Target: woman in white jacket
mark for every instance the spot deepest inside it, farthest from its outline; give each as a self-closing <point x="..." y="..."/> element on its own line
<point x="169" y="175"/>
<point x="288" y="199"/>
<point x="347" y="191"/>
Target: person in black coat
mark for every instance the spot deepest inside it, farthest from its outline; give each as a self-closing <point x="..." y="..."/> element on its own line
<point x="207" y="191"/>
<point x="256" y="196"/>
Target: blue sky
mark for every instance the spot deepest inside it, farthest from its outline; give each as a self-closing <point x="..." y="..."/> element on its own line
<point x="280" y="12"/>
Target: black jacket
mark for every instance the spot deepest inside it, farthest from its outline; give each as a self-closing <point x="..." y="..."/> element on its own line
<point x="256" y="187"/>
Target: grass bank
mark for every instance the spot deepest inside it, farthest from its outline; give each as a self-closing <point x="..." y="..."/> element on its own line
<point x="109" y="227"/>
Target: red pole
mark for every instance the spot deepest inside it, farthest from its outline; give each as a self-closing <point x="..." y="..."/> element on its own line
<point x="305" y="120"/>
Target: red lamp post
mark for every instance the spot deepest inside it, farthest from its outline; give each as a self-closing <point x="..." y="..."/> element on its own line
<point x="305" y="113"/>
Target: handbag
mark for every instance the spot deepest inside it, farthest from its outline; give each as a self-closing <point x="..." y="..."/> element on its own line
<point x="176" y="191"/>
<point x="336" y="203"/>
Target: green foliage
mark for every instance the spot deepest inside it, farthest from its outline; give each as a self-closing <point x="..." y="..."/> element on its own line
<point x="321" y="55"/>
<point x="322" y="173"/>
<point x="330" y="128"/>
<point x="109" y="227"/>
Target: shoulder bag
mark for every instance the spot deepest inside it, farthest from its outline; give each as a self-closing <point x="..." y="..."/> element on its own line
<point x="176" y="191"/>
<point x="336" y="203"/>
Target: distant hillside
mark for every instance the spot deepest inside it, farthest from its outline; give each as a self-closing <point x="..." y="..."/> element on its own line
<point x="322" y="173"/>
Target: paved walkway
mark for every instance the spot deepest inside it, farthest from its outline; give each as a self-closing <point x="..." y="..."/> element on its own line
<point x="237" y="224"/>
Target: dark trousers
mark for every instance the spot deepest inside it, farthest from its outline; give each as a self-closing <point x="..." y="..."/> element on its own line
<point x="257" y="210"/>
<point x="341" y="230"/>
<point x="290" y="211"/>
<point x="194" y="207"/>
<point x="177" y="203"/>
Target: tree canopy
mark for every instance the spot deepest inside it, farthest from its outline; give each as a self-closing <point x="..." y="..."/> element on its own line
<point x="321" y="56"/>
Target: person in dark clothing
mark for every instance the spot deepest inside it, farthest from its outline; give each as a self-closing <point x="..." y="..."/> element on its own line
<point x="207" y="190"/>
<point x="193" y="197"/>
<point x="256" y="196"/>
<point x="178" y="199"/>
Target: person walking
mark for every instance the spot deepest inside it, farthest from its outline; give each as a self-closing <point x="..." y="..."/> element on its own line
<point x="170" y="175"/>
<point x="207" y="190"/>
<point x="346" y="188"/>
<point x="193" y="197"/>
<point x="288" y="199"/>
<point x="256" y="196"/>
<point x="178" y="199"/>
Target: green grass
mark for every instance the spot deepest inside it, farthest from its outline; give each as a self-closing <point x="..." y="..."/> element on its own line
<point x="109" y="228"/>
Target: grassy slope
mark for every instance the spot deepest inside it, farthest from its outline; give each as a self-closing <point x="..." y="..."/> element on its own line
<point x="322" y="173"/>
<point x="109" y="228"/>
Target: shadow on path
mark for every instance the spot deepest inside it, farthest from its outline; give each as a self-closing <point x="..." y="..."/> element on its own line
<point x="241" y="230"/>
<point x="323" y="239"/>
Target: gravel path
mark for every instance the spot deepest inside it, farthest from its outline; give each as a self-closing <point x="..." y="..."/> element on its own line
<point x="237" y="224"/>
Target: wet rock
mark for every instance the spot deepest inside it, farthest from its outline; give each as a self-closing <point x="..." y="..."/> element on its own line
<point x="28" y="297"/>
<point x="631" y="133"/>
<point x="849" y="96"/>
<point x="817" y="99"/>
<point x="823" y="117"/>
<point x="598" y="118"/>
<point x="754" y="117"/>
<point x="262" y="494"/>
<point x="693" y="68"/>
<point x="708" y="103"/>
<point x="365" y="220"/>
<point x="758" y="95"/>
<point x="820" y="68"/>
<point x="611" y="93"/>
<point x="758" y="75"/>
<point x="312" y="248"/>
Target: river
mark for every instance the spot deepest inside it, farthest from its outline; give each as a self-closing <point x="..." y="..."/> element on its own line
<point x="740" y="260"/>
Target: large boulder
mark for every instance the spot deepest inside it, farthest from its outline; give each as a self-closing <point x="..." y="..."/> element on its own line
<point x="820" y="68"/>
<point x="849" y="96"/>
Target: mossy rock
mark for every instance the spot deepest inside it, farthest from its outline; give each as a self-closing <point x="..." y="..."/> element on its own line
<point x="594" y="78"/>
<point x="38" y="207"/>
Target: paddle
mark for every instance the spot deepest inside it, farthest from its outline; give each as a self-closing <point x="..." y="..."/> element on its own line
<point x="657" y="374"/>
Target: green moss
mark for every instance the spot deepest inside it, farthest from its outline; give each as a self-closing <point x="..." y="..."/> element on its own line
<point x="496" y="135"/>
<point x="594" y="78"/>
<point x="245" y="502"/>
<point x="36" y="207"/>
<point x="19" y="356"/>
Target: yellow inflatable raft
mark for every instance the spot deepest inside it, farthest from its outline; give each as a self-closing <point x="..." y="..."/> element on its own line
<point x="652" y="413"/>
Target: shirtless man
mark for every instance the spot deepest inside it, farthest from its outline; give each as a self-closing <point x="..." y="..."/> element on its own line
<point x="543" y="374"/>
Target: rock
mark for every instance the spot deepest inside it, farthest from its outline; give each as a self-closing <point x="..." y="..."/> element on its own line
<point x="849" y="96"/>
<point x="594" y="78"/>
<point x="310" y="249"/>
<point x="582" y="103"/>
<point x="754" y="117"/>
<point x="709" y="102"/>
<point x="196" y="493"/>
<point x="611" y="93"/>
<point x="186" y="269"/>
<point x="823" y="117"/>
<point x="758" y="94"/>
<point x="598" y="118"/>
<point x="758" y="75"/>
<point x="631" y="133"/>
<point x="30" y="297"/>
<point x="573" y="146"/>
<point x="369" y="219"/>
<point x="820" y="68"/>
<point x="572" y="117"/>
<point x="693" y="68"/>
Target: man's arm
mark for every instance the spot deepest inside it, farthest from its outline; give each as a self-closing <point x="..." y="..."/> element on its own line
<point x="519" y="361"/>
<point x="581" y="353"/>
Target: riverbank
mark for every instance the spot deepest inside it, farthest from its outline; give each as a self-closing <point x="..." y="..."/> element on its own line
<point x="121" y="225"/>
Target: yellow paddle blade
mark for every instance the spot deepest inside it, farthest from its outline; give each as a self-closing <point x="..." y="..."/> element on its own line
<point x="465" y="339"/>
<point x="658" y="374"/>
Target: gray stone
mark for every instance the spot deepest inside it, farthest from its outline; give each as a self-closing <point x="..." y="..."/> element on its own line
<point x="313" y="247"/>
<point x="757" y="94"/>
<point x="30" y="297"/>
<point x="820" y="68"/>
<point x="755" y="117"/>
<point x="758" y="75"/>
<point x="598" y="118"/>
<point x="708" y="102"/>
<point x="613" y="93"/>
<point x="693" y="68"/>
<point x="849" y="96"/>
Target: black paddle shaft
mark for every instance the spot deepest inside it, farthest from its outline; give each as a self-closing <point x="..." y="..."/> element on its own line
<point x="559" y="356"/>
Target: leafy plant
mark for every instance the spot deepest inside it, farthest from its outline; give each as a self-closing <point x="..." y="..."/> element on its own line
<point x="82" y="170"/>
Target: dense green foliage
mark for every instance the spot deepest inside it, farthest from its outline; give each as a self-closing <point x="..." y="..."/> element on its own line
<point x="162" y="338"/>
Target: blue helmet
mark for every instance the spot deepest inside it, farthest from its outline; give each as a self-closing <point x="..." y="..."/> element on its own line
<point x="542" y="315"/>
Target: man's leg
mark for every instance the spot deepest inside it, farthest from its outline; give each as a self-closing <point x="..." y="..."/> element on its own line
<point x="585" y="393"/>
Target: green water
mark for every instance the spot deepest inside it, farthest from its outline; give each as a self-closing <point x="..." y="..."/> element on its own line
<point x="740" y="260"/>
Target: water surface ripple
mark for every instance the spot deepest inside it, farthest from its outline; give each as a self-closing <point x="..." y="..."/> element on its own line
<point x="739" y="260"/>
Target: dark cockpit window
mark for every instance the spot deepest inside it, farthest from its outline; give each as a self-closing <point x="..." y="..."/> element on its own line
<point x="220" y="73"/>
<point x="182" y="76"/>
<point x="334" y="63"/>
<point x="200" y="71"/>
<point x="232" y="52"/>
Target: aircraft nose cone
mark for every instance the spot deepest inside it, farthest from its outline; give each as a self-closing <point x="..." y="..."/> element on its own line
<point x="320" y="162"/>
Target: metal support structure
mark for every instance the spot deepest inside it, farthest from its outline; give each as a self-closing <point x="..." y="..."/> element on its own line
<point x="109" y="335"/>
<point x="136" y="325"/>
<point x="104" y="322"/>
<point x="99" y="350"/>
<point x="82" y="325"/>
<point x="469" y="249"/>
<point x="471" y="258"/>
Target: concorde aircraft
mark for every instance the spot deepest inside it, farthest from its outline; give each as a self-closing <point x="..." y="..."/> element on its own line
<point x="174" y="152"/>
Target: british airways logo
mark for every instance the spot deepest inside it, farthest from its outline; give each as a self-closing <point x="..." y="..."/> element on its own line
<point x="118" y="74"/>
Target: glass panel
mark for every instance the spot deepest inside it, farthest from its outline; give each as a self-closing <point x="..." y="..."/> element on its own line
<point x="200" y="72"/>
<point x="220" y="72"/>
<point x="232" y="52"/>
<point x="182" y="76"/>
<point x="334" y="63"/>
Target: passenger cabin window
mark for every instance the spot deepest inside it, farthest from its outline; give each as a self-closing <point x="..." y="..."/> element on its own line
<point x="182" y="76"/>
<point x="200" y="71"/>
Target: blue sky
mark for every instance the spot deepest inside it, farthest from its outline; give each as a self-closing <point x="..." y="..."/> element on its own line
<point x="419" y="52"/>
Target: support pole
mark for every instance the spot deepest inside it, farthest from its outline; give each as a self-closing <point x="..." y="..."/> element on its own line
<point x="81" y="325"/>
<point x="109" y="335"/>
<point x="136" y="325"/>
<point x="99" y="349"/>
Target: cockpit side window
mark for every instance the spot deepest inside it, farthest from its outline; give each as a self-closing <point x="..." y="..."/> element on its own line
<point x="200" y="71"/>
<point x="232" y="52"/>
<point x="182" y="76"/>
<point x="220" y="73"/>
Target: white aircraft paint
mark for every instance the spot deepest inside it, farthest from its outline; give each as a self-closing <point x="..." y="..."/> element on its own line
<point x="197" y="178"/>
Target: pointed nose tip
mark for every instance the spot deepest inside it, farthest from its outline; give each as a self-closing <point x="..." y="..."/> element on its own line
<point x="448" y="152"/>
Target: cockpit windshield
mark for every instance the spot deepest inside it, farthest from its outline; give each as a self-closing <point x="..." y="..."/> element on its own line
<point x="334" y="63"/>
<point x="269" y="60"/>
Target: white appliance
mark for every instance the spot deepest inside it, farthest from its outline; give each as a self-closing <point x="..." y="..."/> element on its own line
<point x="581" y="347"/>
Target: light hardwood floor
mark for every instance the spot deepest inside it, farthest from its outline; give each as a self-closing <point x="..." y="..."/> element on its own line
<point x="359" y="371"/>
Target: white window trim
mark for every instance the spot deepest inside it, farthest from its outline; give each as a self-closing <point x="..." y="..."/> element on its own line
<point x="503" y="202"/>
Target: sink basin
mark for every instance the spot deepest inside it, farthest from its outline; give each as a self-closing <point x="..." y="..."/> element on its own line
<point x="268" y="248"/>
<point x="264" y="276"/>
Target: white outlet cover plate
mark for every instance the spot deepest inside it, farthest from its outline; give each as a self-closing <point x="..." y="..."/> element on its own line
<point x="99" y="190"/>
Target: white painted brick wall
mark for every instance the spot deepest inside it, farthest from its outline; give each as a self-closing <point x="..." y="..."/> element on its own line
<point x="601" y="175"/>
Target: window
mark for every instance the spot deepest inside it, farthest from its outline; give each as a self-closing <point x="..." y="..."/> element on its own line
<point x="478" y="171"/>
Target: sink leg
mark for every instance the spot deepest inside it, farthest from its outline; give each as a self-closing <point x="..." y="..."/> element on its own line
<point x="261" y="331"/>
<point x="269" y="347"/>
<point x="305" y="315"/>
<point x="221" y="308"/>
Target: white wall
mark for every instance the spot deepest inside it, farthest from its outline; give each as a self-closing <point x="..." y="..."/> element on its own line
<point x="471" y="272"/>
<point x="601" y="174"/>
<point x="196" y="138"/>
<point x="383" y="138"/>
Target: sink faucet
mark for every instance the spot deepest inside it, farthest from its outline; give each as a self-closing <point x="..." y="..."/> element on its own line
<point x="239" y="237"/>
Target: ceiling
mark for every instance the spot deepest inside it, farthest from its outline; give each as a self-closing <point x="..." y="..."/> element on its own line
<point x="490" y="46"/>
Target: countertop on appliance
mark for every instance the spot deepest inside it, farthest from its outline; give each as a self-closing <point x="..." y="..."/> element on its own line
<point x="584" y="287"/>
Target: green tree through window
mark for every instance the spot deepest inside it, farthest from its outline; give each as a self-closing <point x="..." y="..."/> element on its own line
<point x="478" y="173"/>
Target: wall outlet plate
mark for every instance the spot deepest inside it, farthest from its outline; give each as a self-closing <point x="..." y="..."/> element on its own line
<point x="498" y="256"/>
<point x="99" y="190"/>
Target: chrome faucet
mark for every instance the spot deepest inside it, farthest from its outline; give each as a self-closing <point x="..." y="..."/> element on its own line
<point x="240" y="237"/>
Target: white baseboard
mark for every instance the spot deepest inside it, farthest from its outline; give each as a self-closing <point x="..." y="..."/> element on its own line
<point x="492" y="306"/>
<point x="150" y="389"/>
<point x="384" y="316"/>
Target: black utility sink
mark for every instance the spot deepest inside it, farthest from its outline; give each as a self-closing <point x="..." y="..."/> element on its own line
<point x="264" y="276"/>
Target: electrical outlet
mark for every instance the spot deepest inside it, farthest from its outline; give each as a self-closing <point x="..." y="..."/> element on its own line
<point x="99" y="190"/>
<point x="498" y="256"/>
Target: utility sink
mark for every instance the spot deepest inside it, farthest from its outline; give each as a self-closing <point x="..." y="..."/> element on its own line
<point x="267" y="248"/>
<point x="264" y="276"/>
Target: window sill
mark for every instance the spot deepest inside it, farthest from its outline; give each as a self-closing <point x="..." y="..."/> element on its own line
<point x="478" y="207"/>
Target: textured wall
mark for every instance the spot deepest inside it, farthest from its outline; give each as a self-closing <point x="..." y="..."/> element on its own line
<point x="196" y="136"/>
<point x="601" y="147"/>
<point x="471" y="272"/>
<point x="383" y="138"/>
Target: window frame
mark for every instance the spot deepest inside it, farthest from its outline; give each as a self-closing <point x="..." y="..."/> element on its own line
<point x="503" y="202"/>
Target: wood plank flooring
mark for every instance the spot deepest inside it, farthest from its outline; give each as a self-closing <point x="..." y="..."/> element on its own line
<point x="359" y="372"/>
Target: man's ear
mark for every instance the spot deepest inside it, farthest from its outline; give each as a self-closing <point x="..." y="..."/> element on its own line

_ _ _ _ _

GIVEN INSTRUCTION
Begin with the line that contains "Target: utility sink" and end with the last line of the records; set down every line in that span exactly, and nothing else.

THE ANSWER
Target: utility sink
mark for every instance the spot deepest inside it, farthest from its outline; give each as a self-closing <point x="..." y="..."/> element on its own line
<point x="267" y="248"/>
<point x="264" y="276"/>
Target: window sill
mark for every instance the spot deepest inside it, farthest from its outline; give each as a self-closing <point x="..." y="..."/> element on its own line
<point x="478" y="207"/>
Target: textured wall
mark for every instance the spot deepest inside it, farthest from its outline; give each as a self-closing <point x="..." y="..."/> element on its own line
<point x="196" y="136"/>
<point x="601" y="147"/>
<point x="471" y="272"/>
<point x="383" y="138"/>
Target: window frame
mark for every instance the spot deepest inside it, farthest from its outline; give each as a self-closing <point x="..." y="..."/> element on its own line
<point x="503" y="202"/>
Target: wood plank flooring
mark for every instance the spot deepest inside it, farthest from its outline; give each as a self-closing <point x="..." y="..."/> element on its own line
<point x="359" y="372"/>
Target: man's ear
mark for every instance the spot deepest inside it, farthest from its outline; give each as a self-closing <point x="..." y="..."/> element on its own line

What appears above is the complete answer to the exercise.